§ **DIRECTIONS**: Look through the records below, and whenever a line contains "point", copy it.

§ **RECORDS FOR PROCESSING**:
════════

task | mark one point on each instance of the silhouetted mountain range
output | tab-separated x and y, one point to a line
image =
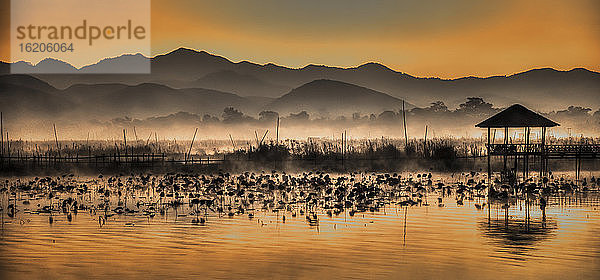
185	68
29	96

════════

§ **EXERCISE SOLUTION**:
task | mark one point on each instance of the silhouetted mountain range
output | tab-separated x and y, one point to a line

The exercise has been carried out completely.